* [Text extract]:
Deep-Rooted Crisis: The Syndicate Shadow over Malaysia’s Labour Market for Bangladeshi Workers 

6 മിനിറ്റ് വായിച്ചു
By Md. Delwar Hossain (Dhaka Bureau) 
The vital manpower export sector of Bangladesh, a cornerstone of the South Asian nation’s foreign currency earnings, is once again reeling from the prolonged closure of the Malaysian labour market. As the doors have remained shut since May 2024, migration experts, industry leaders, and key stakeholders are urgently calling on the Bangladeshi government to adopt sustainable, long-term strategies to dismantle deep-rooted recruitment syndicates and pave the way for a transparent reopening of the market.
For over a decade and a half, the migration corridor between Dhaka and Kuala Lumpur has been plagued by corruption allegations, structural manipulation, and monopolistic practices. While Malaysia successfully recruits migrant workers from 14 other source nations- including Nepal and the Philippines- without major disruptions, Bangladesh stands out as the solitary country where systemic ‘syndication’ repeatedly forces market closures.
A History of Disruption
According to sector sources, the bilateral labour trade has been suspended three times in the last 15 years alone due to recruitment-related controversies. The market was abruptly closed in 2008, reopened after a long hiatus in 2016, suspended again in 2018, revived in 2022, and ultimately shuttered once more in May 2024.
This cyclic instability has not only severely dented Bangladesh’s remittance inflows but has also left tens of thousands of aspiring, impoverished migrant workers in deep financial distress.
The Mechanism of Exclusion
Leaders of the Bangladesh Association of International Recruiting Agencies (BAIRA) argue that the root cause of this persistent failure lies in the artificial restriction of the market. Unlike other labor-sending nations where all licensed agencies are permitted to operate freely, the
Bangladesh-Malaysia route has been repeatedly monopolized by a select group of agencies, commonly referred to as the ‘Syndicate.’
Speaking to Pressenza, Mohammad Fakhrul Islam, former Joint-Secretary General-1 of BAIRA, expressed his frustration over the discriminatory nature of the recruitment system. ‘It is very painful that when the other 14 source countries, including Nepal and the Philippines, always kept all of their recruiting agencies open for sending workers to Malaysia, only in the case of Bangladesh, syndications are formed every time. Why?’ Islam questioned.

* [Recorded information]:
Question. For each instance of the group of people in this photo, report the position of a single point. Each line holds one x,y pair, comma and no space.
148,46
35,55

* [Your goal]: Reproduce the passage of the article on Malaysia's labour market from "For over a decade" to "forces market closures.". Draw solely on the article about the Malaysian labour market for Bangladeshi workers and set the lines aside.

* [The result]:
For over a decade and a half, the migration corridor between Dhaka and Kuala Lumpur has been plagued by corruption allegations, structural manipulation, and monopolistic practices. While Malaysia successfully recruits migrant workers from 14 other source nations- including Nepal and the Philippines- without major disruptions, Bangladesh stands out as the solitary country where systemic ‘syndication’ repeatedly forces market closures.